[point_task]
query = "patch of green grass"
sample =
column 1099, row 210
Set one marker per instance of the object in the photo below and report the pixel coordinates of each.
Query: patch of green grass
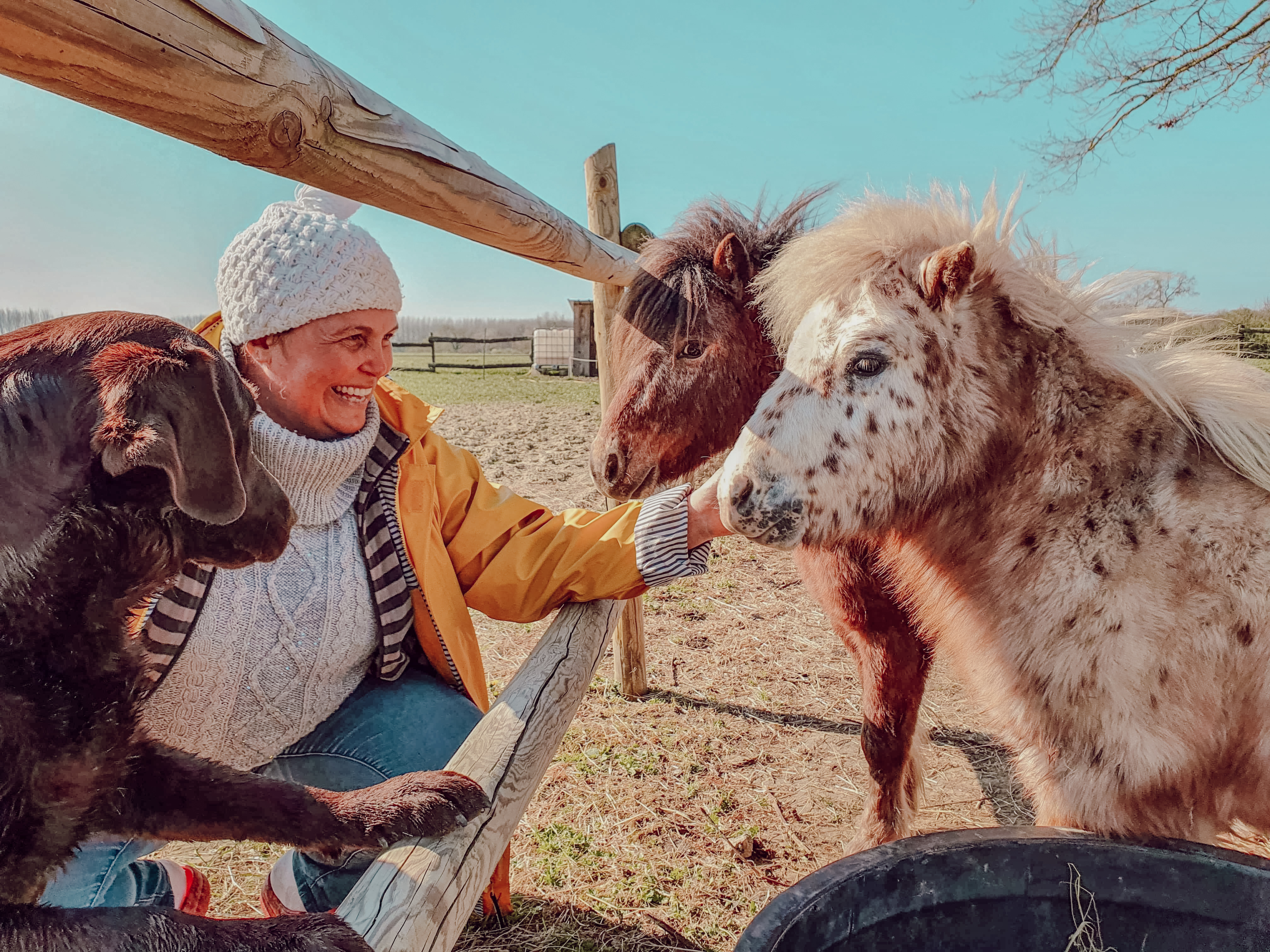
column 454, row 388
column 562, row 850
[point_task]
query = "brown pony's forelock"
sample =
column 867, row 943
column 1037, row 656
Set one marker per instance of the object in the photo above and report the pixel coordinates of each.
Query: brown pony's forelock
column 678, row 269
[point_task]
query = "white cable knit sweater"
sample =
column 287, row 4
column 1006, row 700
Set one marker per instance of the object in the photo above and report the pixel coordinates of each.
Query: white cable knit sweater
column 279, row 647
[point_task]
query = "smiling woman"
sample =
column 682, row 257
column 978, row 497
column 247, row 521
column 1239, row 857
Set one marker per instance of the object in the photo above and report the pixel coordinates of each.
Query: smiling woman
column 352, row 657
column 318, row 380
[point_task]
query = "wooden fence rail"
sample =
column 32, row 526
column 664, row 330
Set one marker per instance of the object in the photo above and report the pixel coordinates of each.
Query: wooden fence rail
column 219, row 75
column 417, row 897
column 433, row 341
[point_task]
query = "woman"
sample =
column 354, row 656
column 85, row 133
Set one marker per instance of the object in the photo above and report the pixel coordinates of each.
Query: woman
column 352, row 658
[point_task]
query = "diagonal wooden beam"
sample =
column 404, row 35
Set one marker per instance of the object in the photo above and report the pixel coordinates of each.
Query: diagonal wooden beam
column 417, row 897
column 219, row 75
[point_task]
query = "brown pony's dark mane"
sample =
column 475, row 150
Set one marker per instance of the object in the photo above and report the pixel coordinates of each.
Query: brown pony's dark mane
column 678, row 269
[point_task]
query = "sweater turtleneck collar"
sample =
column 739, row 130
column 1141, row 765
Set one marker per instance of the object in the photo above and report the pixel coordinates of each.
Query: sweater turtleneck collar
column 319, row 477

Task prompt:
Retype, exactly as written, each line from the one containing "column 1141, row 765" through the last line of the listing above, and leave out all other lines.

Reply to the task:
column 1141, row 765
Set one marker per instance of the object in the photo above and report the pixel coordinates of each.
Query: sweater turtleneck collar
column 319, row 477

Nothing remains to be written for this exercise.